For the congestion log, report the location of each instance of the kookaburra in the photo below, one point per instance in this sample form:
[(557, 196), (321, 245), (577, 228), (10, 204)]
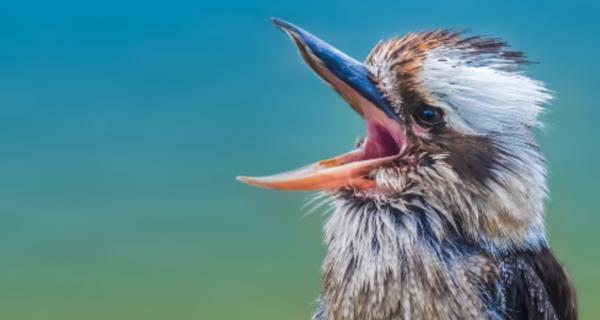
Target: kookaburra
[(439, 211)]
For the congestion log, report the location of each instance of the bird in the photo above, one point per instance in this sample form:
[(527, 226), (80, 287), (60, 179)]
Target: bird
[(438, 212)]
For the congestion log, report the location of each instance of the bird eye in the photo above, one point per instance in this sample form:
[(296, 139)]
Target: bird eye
[(428, 115)]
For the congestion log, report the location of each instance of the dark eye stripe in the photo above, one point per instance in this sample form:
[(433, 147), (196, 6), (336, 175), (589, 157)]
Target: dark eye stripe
[(428, 116)]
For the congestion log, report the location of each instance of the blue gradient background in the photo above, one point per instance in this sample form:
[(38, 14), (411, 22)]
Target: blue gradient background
[(122, 125)]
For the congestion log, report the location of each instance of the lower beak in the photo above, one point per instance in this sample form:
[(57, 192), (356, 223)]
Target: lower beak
[(385, 135)]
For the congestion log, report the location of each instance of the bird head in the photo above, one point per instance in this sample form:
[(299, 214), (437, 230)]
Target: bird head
[(449, 124)]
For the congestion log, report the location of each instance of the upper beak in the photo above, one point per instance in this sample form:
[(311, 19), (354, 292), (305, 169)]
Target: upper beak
[(351, 79)]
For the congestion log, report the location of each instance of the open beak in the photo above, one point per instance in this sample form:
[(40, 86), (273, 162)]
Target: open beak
[(385, 135)]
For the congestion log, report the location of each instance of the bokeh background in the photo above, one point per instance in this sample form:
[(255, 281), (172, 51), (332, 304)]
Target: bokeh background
[(122, 125)]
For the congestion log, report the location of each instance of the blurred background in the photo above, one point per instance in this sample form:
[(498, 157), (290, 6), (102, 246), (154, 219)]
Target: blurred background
[(122, 125)]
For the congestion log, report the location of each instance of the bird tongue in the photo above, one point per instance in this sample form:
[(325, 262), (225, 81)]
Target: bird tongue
[(349, 170)]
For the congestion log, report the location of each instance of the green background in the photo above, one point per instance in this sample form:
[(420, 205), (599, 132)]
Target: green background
[(122, 125)]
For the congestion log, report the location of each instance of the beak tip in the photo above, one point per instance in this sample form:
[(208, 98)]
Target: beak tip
[(243, 179), (284, 25)]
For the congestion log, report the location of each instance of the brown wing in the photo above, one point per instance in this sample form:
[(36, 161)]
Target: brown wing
[(536, 286)]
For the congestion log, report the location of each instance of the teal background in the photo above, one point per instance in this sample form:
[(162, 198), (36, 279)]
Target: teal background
[(122, 125)]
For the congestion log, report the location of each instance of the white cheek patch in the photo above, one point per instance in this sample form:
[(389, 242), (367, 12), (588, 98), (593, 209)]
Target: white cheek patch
[(482, 93)]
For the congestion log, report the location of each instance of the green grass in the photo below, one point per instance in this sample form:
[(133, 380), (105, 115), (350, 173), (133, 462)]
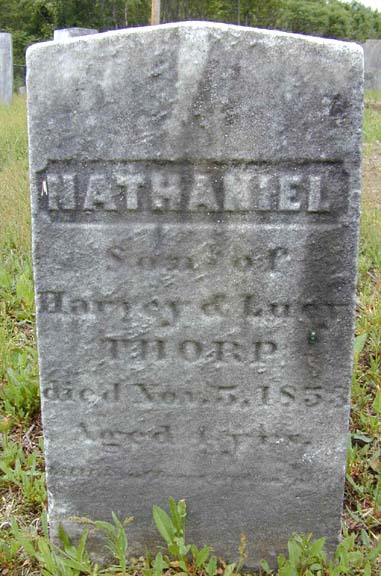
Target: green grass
[(24, 546)]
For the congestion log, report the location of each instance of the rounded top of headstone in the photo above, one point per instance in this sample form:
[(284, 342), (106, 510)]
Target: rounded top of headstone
[(65, 33)]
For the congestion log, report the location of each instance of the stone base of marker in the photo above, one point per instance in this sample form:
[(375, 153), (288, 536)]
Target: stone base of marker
[(6, 68), (195, 199), (67, 33)]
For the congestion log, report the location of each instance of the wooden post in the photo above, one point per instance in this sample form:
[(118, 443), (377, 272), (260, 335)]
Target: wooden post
[(155, 12)]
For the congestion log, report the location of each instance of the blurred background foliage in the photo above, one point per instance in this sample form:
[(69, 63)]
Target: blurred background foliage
[(34, 20)]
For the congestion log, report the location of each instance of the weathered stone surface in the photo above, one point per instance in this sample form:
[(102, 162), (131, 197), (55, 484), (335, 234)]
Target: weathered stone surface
[(6, 68), (68, 33), (372, 64), (195, 192)]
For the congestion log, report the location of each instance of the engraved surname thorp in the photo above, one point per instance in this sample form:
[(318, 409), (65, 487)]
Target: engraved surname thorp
[(205, 188)]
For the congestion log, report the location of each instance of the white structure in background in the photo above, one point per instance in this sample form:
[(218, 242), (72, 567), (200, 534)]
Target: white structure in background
[(67, 33), (6, 68)]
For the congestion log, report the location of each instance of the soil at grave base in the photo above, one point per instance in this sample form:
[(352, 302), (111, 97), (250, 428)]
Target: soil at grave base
[(371, 176)]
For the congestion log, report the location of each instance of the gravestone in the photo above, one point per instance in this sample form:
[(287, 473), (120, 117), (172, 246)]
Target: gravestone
[(68, 33), (372, 64), (6, 68), (195, 198)]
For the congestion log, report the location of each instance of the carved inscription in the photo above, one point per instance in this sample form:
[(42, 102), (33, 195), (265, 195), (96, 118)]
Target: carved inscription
[(148, 394), (169, 312), (205, 439), (201, 188), (162, 349)]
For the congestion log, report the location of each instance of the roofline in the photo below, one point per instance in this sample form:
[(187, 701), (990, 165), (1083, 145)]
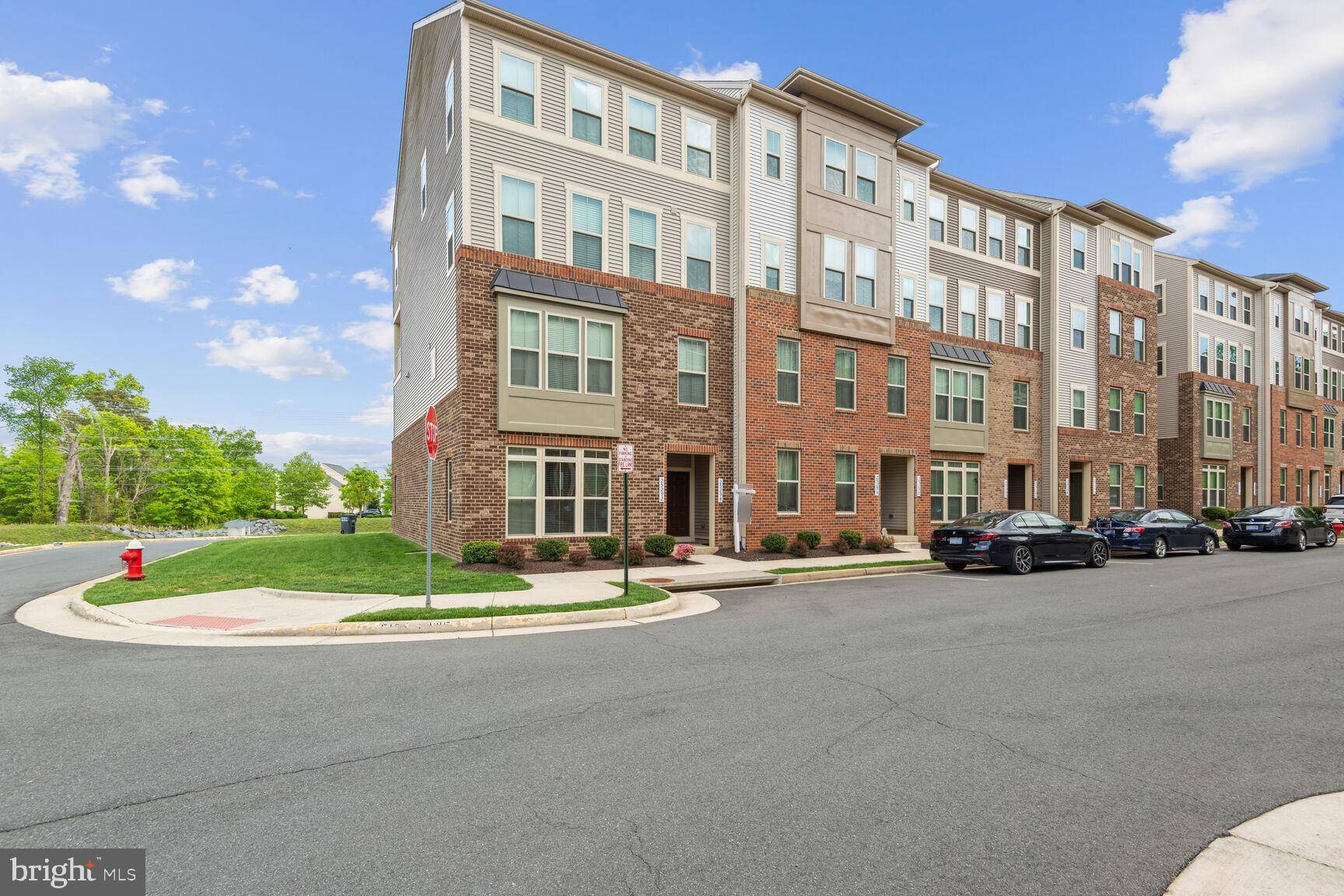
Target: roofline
[(509, 22), (1131, 218), (849, 100)]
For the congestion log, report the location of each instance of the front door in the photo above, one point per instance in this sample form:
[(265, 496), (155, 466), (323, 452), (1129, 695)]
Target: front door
[(679, 504)]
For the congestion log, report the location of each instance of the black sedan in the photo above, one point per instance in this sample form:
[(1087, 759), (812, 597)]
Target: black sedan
[(1017, 541), (1156, 532), (1290, 526)]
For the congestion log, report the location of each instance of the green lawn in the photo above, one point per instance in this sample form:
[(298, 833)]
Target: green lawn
[(46, 534), (639, 594), (374, 563), (871, 565)]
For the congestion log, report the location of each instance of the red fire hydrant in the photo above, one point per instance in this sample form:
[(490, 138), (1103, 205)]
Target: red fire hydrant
[(132, 559)]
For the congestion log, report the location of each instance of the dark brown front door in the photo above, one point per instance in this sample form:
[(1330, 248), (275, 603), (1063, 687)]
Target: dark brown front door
[(679, 504)]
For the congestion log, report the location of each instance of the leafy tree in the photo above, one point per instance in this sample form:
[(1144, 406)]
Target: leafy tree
[(360, 489), (303, 482)]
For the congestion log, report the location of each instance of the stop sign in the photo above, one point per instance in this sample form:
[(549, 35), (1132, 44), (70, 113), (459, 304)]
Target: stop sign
[(432, 433)]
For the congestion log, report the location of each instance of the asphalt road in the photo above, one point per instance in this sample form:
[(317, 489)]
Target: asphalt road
[(1072, 731)]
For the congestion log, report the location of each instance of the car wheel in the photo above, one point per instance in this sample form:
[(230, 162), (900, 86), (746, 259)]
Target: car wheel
[(1023, 561)]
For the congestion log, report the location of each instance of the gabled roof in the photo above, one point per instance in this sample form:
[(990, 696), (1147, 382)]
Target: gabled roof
[(1301, 281), (835, 93)]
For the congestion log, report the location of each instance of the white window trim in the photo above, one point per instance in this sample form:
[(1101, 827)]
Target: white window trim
[(714, 249), (515, 50), (605, 86), (687, 112)]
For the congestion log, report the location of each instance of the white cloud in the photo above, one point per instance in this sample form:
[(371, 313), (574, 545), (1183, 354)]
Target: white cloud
[(47, 124), (265, 349), (267, 285), (383, 216), (1255, 90), (375, 334), (144, 179), (155, 282), (742, 70), (1200, 221), (373, 278)]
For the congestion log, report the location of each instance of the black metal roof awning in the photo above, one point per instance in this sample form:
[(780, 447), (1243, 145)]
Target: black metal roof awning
[(527, 284), (961, 354)]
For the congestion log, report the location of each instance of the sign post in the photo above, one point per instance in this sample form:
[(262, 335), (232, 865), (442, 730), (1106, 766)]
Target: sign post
[(625, 465), (430, 449)]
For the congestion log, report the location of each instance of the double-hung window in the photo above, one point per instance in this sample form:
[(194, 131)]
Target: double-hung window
[(585, 110), (1020, 398), (642, 236), (518, 216), (699, 147), (845, 379), (586, 231), (937, 218), (692, 371), (968, 223), (786, 366), (993, 316), (699, 257), (895, 384), (864, 177), (968, 305), (773, 153), (835, 275), (845, 482), (836, 167), (995, 236), (786, 482), (642, 123), (864, 275), (772, 266), (518, 88)]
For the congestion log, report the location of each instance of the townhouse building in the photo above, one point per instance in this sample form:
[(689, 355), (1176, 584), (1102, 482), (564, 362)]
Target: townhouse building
[(796, 315)]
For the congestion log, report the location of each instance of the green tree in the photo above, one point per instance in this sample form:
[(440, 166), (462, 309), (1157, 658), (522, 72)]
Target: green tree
[(303, 482), (360, 489)]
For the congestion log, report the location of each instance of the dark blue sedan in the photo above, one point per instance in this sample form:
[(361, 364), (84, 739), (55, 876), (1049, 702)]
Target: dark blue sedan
[(1155, 532)]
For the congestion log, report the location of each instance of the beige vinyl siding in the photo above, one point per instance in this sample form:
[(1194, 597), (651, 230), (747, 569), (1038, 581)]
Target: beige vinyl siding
[(1076, 286), (772, 205), (426, 295)]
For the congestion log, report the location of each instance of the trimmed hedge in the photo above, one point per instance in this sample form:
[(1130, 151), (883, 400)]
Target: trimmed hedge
[(480, 552)]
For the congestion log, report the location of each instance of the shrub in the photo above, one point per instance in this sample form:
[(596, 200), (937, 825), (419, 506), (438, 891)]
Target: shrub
[(659, 546), (480, 552), (511, 555), (551, 548)]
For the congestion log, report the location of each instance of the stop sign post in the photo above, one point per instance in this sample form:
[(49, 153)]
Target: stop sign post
[(430, 450)]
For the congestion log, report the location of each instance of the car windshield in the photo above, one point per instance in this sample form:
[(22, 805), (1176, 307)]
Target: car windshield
[(987, 520)]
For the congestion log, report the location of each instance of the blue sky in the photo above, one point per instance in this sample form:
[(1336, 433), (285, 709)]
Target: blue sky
[(187, 191)]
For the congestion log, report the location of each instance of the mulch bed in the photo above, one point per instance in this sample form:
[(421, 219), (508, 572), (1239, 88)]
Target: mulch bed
[(533, 565)]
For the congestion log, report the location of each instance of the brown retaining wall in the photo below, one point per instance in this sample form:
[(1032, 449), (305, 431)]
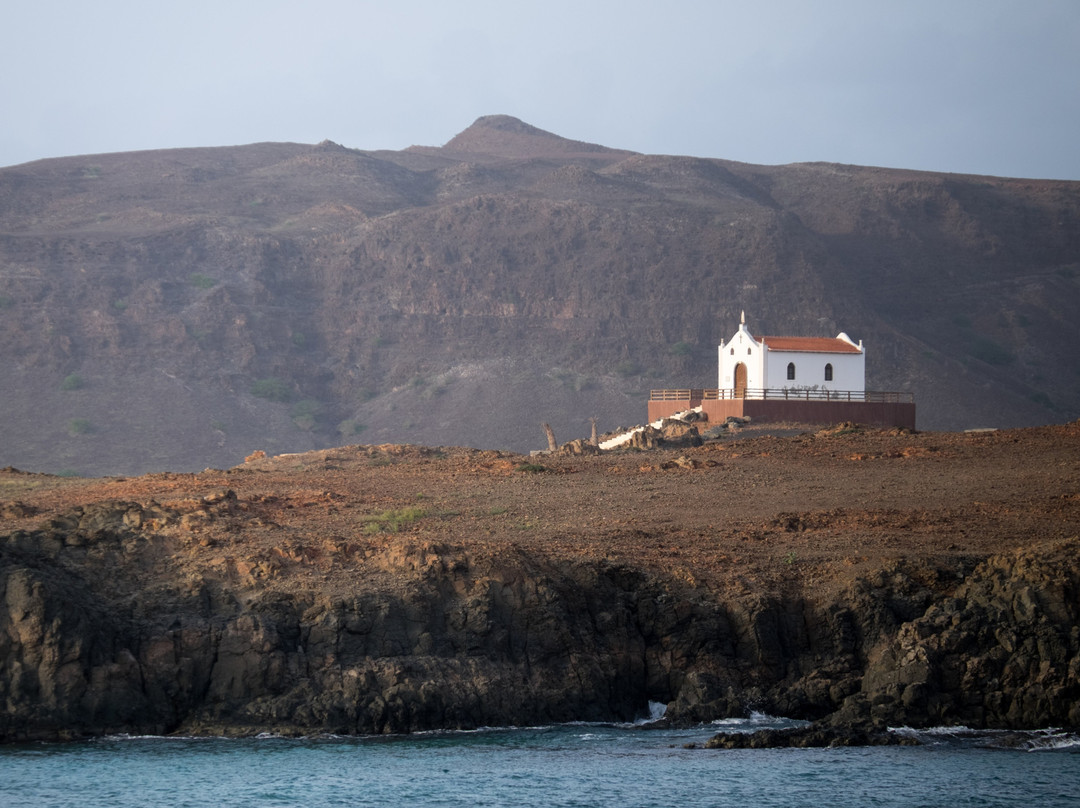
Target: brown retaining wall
[(871, 413)]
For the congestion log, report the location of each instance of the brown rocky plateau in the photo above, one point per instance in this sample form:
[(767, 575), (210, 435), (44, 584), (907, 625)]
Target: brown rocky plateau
[(176, 309), (861, 578)]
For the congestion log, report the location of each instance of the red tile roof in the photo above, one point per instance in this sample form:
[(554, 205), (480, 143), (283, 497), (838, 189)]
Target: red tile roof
[(817, 345)]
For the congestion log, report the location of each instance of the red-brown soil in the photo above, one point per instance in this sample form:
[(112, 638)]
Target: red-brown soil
[(759, 512)]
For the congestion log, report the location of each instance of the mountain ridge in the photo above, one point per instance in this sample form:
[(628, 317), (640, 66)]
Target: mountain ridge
[(443, 295)]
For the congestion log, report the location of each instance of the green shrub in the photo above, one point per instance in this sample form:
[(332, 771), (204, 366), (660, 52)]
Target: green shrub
[(272, 389), (392, 521)]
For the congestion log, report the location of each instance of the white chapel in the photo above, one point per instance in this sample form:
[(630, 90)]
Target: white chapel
[(748, 365)]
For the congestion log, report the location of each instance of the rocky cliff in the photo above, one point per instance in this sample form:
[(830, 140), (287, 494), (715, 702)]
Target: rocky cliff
[(304, 597), (180, 309)]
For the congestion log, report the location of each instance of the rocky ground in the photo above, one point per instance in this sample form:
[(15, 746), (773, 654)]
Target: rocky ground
[(852, 576)]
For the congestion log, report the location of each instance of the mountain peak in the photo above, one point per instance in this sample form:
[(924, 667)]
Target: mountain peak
[(505, 136)]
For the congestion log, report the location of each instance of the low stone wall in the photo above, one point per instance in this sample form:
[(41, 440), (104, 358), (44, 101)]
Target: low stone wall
[(875, 414)]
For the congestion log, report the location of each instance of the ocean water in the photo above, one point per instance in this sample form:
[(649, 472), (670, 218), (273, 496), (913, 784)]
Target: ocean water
[(576, 765)]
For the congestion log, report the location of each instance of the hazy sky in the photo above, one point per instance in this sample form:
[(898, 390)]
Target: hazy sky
[(985, 86)]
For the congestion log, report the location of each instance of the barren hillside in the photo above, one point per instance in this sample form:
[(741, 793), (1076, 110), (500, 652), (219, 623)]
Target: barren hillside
[(179, 309)]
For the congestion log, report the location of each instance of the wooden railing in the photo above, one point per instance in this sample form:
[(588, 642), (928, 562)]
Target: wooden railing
[(783, 394)]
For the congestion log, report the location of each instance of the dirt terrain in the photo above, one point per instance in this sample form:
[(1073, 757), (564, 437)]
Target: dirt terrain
[(862, 578), (760, 511)]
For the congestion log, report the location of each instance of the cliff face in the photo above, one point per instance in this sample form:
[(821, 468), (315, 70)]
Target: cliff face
[(470, 643), (295, 604), (179, 309)]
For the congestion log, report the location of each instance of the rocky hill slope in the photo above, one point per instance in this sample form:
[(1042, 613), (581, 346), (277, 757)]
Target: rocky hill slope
[(179, 309), (858, 578)]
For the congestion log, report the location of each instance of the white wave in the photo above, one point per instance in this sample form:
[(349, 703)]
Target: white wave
[(1029, 740), (757, 721)]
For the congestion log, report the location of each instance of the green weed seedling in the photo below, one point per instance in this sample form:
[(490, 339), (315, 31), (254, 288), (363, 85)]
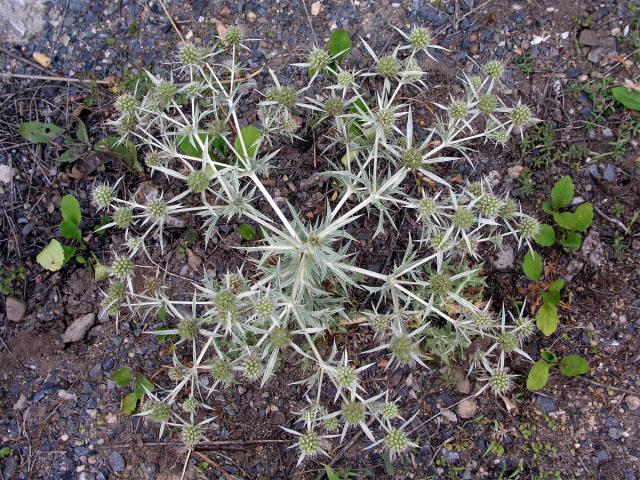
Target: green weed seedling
[(139, 384), (569, 366), (569, 225)]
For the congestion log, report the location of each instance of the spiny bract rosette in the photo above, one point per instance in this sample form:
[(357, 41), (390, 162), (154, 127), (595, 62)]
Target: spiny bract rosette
[(426, 305)]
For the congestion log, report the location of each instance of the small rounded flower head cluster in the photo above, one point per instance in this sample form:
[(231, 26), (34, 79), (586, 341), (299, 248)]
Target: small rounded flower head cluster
[(396, 441), (164, 92), (280, 337), (224, 301), (319, 59), (264, 308), (402, 348), (520, 115), (123, 217), (177, 373), (412, 159), (508, 342), (192, 55), (188, 329), (197, 181), (309, 443), (102, 196), (379, 323), (160, 412), (500, 381), (252, 367), (126, 104), (344, 79), (384, 119), (458, 110), (494, 69), (157, 209), (483, 320), (190, 405), (333, 106), (122, 267), (353, 412), (233, 36), (420, 38), (462, 218), (389, 411), (330, 425), (529, 227), (346, 377), (388, 66), (489, 205), (487, 104), (191, 435)]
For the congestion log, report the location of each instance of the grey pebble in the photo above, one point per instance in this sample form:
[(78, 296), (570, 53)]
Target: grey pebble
[(116, 462)]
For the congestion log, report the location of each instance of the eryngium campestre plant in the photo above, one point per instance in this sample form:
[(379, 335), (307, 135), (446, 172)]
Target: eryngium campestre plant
[(427, 305)]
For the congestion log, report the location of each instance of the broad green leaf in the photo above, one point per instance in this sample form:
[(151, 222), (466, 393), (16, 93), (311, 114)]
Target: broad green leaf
[(81, 132), (38, 132), (548, 208), (128, 404), (52, 256), (339, 44), (122, 377), (142, 383), (547, 319), (573, 365), (556, 285), (546, 236), (562, 192), (570, 241), (552, 298), (70, 209), (126, 150), (538, 375), (246, 231), (578, 221), (532, 265), (69, 252), (71, 155), (548, 356), (628, 97), (70, 231), (249, 136)]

*DIRECTION*:
Rewrite the records from the start through the line holding "[(428, 115)]", both included, putting "Label" in place of "Target" and changing nothing else. Leave the pictures out of your answer.

*EXERCISE ANSWER*:
For the congestion log, report the location of each instance of the kookaburra in the photo below, one point per instance in this sample form:
[(557, 196), (321, 245), (577, 228), (10, 204)]
Label: kookaburra
[(439, 211)]
For the congestion log, report the location of each instance of the bird in the photo above, one point per instance in this sample form:
[(527, 226), (80, 287), (60, 179)]
Label: bird
[(438, 212)]
For the congestion log, report the location of each instance of the bird eye in the photo above, one point per instance in this sample form:
[(296, 139)]
Label: bird eye
[(428, 115)]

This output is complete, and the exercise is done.